= Beginning of Section =

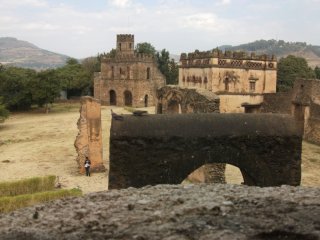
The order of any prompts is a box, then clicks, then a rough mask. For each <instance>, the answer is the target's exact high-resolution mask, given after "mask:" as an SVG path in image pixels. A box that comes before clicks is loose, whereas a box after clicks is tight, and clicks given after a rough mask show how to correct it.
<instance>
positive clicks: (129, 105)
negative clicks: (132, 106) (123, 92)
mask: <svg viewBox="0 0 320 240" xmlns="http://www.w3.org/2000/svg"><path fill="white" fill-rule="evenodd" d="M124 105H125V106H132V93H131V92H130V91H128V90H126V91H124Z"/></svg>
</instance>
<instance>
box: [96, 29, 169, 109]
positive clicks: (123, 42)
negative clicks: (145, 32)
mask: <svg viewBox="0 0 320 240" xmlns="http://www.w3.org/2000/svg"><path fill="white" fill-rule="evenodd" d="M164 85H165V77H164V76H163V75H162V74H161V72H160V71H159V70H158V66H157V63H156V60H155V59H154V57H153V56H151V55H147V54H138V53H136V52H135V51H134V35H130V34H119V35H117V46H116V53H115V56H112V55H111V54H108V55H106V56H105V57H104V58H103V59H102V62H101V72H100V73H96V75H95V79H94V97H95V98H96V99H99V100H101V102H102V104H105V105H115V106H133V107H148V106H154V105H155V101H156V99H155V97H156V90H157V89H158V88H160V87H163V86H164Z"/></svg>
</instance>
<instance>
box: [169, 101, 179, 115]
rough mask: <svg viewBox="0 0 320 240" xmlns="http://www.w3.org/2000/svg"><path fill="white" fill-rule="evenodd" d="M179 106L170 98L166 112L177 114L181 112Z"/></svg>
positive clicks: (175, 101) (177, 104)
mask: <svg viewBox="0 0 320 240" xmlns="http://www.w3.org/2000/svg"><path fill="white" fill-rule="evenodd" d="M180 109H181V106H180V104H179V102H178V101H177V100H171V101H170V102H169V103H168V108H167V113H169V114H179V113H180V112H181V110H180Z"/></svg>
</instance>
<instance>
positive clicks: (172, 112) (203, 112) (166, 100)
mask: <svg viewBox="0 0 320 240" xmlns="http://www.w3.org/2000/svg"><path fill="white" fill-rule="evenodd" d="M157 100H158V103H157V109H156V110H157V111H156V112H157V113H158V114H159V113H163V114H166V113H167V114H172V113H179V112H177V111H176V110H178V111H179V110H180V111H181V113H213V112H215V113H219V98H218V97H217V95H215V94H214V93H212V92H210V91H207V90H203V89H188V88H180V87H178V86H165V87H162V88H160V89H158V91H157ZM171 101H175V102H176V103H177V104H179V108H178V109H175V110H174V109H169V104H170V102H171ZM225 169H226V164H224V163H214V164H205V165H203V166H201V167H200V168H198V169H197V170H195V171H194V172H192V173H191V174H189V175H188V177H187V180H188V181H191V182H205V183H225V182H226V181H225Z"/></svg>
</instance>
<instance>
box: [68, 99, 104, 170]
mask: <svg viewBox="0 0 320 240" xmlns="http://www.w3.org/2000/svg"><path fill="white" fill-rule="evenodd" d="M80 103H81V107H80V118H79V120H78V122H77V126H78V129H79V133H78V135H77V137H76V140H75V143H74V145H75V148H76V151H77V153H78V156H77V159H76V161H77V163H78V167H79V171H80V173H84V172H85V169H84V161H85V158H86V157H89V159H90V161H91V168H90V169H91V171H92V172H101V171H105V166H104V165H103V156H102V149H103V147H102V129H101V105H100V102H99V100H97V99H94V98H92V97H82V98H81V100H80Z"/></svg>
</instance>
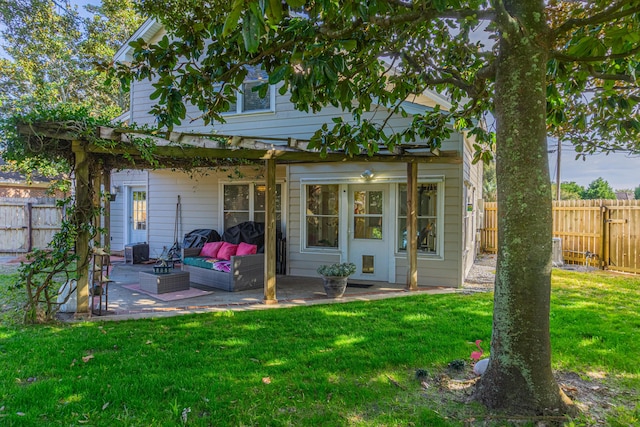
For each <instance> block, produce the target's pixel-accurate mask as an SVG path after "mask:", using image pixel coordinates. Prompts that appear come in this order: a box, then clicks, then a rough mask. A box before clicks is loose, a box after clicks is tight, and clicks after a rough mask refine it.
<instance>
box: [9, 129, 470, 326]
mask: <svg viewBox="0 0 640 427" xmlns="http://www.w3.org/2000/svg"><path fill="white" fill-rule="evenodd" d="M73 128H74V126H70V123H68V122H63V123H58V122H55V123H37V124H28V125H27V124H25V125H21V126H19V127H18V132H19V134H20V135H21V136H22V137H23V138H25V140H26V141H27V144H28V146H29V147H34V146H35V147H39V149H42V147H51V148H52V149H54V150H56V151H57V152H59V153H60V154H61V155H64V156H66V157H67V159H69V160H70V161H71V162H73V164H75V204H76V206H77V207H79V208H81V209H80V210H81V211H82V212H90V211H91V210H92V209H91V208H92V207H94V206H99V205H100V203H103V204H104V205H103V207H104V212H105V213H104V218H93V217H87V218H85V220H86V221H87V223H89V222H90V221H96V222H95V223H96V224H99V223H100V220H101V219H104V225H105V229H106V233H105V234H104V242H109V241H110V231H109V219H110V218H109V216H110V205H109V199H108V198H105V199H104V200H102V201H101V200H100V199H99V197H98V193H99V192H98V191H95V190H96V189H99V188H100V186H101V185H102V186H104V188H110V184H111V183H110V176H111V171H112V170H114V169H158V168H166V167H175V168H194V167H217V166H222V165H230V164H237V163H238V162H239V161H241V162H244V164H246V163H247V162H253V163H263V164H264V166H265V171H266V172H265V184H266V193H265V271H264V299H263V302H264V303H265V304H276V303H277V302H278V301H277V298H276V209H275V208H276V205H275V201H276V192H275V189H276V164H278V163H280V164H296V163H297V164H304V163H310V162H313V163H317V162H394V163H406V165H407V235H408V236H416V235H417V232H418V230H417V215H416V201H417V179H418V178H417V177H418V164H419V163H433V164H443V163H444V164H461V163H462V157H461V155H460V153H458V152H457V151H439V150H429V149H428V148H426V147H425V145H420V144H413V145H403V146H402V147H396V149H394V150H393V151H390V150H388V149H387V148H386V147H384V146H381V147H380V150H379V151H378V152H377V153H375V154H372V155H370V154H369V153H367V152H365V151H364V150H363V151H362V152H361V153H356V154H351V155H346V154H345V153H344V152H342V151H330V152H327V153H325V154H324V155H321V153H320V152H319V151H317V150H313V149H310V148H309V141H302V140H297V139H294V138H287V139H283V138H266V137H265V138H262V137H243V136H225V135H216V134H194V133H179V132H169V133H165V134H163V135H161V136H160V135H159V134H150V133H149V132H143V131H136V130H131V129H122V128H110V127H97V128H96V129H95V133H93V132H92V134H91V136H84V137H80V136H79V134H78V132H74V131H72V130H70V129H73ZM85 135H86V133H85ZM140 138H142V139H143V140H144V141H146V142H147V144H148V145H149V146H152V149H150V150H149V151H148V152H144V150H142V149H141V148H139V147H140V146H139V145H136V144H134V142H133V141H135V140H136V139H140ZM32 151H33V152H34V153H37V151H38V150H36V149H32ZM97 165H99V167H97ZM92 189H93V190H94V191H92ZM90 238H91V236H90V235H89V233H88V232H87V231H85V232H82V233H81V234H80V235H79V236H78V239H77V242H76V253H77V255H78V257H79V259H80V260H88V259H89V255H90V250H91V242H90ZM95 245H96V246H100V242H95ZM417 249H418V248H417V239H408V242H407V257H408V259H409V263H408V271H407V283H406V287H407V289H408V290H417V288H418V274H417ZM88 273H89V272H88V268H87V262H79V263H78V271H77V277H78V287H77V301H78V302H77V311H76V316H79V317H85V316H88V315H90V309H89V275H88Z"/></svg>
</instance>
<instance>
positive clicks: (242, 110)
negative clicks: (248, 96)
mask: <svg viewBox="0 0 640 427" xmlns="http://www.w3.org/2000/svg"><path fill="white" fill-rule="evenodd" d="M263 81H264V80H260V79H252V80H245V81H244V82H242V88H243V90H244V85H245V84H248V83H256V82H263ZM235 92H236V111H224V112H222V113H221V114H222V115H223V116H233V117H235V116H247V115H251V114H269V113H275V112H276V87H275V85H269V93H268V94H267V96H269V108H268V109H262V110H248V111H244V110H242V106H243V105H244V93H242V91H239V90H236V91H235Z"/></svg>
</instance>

= End of Section =

The response must contain every line from the listing above in which the string "target" appears.

The order of any prompts is a box, then clicks, then a rough mask. For each <instance>, the answer is the target's exact high-resolution mask, given after "mask:" as an SVG path in image pixels. A box that comes before clicks is loose, whereas a box after clicks is tight, and clicks given after a rough mask show how to correct it.
For each <instance> block, produce the target's pixel-accurate mask as an SVG path after "mask:", using image pixel coordinates. Prompts that appear come in this order: a box, then clicks, then a rough mask. A box before clicks is loose, a box after clicks is tight, and clicks after a rough mask refine it.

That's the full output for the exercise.